_PETIT EXERCICE:_ Recopiez tel quel tout ce qui va de la ligne contenant "Every instance of the front" jusqu'à celle contenant "Trace each instance of the front bumper.", ces deux lignes comprises.

_ENREGISTREMENTS SOURCES:_
┌──
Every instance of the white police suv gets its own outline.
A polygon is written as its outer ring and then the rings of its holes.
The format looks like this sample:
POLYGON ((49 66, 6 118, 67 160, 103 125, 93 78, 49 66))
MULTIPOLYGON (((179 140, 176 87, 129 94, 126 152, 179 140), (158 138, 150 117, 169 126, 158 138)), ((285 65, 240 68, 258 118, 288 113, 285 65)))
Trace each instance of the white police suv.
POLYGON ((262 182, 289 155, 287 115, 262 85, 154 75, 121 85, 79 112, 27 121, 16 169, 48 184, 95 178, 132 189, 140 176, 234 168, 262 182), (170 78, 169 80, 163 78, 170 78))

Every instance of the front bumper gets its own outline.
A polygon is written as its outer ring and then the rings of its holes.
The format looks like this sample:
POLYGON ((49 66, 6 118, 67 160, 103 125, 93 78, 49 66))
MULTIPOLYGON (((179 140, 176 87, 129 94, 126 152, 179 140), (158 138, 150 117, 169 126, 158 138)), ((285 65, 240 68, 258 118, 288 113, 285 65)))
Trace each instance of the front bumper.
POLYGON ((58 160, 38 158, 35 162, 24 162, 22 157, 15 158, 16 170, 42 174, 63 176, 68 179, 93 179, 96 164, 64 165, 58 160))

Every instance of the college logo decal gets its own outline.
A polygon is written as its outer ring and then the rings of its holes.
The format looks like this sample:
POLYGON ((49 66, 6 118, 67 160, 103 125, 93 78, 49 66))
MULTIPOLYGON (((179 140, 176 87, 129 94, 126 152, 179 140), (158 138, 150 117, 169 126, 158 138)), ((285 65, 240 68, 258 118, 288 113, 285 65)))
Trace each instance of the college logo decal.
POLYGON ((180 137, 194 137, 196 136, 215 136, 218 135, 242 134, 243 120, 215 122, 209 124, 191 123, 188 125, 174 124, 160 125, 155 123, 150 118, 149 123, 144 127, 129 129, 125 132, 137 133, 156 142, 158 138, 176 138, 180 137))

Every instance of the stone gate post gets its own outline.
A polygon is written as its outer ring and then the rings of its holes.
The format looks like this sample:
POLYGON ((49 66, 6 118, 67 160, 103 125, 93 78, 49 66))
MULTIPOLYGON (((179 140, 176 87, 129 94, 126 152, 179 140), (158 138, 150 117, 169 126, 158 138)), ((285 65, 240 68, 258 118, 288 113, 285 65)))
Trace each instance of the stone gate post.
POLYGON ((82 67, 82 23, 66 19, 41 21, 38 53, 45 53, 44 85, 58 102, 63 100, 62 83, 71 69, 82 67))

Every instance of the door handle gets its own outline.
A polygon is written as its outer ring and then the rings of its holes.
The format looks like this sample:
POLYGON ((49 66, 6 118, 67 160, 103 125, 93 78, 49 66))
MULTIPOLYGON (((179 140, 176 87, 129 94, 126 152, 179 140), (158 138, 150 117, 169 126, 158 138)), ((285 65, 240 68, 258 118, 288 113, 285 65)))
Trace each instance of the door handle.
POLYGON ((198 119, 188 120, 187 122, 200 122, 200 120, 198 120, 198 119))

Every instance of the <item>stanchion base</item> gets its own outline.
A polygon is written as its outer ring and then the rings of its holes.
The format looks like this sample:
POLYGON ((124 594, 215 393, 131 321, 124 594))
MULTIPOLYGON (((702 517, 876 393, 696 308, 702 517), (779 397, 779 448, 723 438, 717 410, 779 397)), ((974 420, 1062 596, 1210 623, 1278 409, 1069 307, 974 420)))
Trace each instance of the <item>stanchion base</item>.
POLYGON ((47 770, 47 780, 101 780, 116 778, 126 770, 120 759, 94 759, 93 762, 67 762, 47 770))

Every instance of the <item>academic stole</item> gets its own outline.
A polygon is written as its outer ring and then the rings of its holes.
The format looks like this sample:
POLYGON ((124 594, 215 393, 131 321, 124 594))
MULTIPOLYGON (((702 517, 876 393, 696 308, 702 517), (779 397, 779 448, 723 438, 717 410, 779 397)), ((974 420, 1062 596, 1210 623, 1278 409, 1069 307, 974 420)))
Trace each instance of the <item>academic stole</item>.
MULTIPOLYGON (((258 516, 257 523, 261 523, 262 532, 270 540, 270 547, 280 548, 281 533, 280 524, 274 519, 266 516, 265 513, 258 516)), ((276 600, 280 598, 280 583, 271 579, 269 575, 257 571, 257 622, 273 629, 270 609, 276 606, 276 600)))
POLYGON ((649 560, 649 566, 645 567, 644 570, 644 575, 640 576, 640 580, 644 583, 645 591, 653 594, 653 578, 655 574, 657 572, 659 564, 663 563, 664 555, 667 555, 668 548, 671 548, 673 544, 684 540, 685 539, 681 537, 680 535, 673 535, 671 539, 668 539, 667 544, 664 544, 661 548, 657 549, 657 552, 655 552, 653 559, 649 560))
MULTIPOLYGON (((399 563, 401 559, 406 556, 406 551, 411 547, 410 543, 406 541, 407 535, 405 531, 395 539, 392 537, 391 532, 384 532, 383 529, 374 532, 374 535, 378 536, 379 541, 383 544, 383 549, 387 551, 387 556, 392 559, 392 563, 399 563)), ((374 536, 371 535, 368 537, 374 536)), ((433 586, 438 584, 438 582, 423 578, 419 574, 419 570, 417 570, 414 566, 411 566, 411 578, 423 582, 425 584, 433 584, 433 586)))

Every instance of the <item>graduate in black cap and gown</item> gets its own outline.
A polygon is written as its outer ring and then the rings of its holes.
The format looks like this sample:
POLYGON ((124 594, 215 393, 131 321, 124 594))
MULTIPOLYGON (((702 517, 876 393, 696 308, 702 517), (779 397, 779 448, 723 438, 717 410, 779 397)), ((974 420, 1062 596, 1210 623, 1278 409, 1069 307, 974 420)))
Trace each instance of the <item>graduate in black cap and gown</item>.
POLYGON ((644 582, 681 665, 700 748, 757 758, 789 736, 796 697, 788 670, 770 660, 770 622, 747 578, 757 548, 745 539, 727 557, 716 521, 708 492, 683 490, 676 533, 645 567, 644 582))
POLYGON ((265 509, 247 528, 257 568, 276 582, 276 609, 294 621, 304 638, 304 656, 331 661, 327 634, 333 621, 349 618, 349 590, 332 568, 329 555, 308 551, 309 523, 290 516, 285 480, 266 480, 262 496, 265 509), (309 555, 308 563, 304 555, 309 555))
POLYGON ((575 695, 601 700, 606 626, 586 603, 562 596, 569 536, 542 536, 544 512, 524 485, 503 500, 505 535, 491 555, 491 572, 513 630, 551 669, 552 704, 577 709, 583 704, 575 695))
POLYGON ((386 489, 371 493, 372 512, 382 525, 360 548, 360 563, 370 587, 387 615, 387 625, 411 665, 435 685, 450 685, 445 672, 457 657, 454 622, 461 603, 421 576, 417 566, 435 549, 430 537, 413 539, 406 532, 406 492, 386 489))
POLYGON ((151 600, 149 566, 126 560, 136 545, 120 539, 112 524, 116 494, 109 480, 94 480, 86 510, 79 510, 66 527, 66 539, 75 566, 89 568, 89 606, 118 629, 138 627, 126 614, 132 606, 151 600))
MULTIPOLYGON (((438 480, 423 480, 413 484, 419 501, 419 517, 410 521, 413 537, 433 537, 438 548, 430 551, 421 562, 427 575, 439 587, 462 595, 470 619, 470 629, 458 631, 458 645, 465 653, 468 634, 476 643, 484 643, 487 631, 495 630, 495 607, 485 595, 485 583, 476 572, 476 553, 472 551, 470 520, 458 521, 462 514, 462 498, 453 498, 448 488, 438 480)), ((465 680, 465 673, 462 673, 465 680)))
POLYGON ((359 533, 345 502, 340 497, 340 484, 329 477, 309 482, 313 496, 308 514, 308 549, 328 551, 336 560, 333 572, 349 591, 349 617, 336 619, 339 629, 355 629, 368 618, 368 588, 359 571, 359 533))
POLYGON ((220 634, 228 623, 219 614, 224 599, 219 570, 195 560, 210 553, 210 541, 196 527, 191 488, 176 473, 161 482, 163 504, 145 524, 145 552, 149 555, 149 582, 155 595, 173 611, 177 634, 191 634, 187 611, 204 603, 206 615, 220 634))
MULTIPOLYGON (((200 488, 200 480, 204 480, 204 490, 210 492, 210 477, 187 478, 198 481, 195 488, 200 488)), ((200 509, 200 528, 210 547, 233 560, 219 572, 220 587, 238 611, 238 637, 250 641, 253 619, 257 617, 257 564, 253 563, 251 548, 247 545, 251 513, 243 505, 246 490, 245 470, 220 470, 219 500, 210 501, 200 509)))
└──
_RÉPONSE ÉCRITE:_
Every instance of the front bumper gets its own outline.
A polygon is written as its outer ring and then the rings of its holes.
The format looks like this sample:
POLYGON ((49 66, 6 118, 67 160, 103 125, 93 78, 49 66))
MULTIPOLYGON (((179 140, 176 87, 129 94, 126 152, 179 140), (158 138, 150 117, 169 126, 158 138)), ((285 65, 240 68, 258 118, 288 113, 285 65)))
Trace each instance of the front bumper.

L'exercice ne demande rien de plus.